*** Opening of EXERCISE TEXT ***

Analysis: How Activists’ Remarkable Work Flipped Georgia
Black voters and organizers once again played a core role in shaping Joe Biden’s presidency.
The results in Georgia’s Senate runoffs and general election didn't happen in a matter of two months or four years. A state that sent the first Democratic president to the White House since 1992 and chose its first Black senator over a Republican incumbent has also been a known center of voter suppression in the United States — complicit in a blatant robbery of Americans’ most basic right.
As supporters laud the victories of President-elect Joe Biden and of Sens.-elect Raphael Warnock over Sen. Kelly Loeffler and Jon Ossoff over David Perdue, and opposers wonder how the upsets happened, anyone must recognize that progressive voter mobilization efforts succeeded.
Turnout for the high-stakes Senate runoffs broke a record — with millions casting their ballots. And voters recognized the need to show up, despite the state’s demonstrated history of making it difficult for them, particularly if they are Black, to cast their ballots. Now that both Democrats won, the chamber will be 50-50 between both parties. Vice President-elect Kamala Harris — the first Black person, South Asian person, and woman to hold the job — will have the influential responsibility of casting a tie-breaking vote.
Recognizing the state's potential to swing left, activists stepped in — some of them, including founder of advocacy group Fair Fight Stacey Abrams, more than a decade ago. And as a nation gripped by a pandemic that has killed more than 350,000 stood at a crossroads between two wholly different legislative bodies, their calls got even louder.

*** Close of EXERCISE TEXT ***
*** Opening of ENTRIES SHOWN ***

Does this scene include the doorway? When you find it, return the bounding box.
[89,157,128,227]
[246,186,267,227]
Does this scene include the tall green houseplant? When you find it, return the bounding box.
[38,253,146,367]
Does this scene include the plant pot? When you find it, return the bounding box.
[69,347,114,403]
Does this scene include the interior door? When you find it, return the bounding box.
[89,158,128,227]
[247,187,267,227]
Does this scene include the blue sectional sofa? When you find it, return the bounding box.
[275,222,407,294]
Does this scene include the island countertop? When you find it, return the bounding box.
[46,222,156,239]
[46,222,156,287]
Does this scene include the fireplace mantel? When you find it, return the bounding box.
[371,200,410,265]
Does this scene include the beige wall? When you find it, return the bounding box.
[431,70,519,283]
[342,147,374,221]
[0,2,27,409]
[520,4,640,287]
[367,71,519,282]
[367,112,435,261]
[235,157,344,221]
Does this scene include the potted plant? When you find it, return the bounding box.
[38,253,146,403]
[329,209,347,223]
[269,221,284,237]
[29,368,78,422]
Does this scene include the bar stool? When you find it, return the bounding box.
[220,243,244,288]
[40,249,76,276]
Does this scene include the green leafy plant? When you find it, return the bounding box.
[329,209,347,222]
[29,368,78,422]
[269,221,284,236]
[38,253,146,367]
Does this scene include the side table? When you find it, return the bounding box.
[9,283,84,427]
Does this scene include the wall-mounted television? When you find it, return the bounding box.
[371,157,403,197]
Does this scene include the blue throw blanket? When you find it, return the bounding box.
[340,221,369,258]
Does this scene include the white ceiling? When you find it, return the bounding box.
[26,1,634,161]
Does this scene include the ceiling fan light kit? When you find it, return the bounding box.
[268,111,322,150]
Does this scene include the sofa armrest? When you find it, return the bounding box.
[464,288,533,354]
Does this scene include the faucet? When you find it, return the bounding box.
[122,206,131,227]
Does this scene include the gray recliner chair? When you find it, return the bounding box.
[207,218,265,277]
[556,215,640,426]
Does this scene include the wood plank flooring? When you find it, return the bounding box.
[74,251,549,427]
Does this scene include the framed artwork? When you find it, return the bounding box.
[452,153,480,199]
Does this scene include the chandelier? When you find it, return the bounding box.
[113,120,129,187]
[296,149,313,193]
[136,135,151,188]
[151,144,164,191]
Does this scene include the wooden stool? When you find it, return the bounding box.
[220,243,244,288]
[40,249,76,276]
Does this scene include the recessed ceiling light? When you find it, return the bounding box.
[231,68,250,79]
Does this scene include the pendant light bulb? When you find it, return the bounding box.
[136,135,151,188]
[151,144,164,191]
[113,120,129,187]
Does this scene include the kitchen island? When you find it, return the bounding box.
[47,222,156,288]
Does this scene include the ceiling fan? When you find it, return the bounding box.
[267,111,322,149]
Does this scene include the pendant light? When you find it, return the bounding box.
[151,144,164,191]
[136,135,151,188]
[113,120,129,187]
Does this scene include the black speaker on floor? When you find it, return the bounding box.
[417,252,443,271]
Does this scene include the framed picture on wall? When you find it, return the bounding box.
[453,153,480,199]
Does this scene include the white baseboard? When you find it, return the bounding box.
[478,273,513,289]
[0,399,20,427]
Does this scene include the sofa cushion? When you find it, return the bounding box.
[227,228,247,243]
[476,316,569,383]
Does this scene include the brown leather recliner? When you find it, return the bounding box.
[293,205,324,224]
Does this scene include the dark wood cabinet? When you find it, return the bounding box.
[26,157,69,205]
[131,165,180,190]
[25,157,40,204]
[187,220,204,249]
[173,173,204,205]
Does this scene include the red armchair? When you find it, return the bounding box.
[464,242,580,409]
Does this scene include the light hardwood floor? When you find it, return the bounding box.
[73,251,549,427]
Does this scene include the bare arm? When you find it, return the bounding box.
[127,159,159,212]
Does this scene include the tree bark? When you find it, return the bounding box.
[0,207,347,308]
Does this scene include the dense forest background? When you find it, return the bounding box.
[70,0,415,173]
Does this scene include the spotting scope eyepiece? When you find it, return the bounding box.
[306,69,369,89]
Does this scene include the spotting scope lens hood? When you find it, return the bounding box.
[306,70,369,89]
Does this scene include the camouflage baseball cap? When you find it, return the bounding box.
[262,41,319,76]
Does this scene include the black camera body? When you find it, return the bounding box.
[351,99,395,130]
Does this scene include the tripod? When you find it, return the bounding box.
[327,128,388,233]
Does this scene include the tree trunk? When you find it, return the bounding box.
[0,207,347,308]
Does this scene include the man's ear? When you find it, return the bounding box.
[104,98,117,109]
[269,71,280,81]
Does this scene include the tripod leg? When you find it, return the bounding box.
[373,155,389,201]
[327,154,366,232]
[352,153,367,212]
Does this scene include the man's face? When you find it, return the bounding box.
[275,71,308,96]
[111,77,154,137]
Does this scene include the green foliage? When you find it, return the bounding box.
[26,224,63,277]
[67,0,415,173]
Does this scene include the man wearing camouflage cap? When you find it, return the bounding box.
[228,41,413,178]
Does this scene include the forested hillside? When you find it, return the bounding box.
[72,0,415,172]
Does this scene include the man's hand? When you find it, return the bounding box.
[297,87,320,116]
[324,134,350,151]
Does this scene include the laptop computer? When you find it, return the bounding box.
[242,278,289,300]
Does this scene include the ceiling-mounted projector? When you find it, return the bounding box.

*** Close of ENTRIES SHOWN ***

- [THINGS TO DO]:
a) From the article on Georgia's elections, return the passage that opens with the words containing "Turnout for the" and closes with "got even louder.", copied word for word.
b) Turn the paragraph of the article on Georgia's elections that begins "Turnout for the high-stakes Senate runoffs" into a short bulleted list that keeps its main facts.
c) For each statement, answer yes or no according to the article on Georgia's elections, and quote the words that decide it: (i) Stacey Abrams founded Fair Fight. (ii) Jon Ossoff defeated Kelly Loeffler. (iii) Georgia's election results came about within two months.

- [TASK RESULTS]:
a)
Turnout for the high-stakes Senate runoffs broke a record — with millions casting their ballots. And voters recognized the need to show up, despite the state’s demonstrated history of making it difficult for them, particularly if they are Black, to cast their ballots. Now that both Democrats won, the chamber will be 50-50 between both parties. Vice President-elect Kamala Harris — the first Black person, South Asian person, and woman to hold the job — will have the influential responsibility of casting a tie-breaking vote.
Recognizing the state's potential to swing left, activists stepped in — some of them, including founder of advocacy group Fair Fight Stacey Abrams, more than a decade ago. And as a nation gripped by a pandemic that has killed more than 350,000 stood at a crossroads between two wholly different legislative bodies, their calls got even louder.

b)
- Turnout in the Senate runoffs set a record, with millions casting ballots.
- Voters showed up despite the state's history of making voting difficult, particularly for Black voters.
- With both Democrats winning, the Senate will be split 50-50.
- Vice President-elect Kamala Harris, the first Black person, South Asian person, and woman in the job, will cast the tie-breaking vote.

c)
(i) Yes: "founder of advocacy group Fair Fight Stacey Abrams"
(ii) No: "Raphael Warnock over Sen. Kelly Loeffler and Jon Ossoff over David Perdue"
(iii) No: "didn't happen in a matter of two months or four years"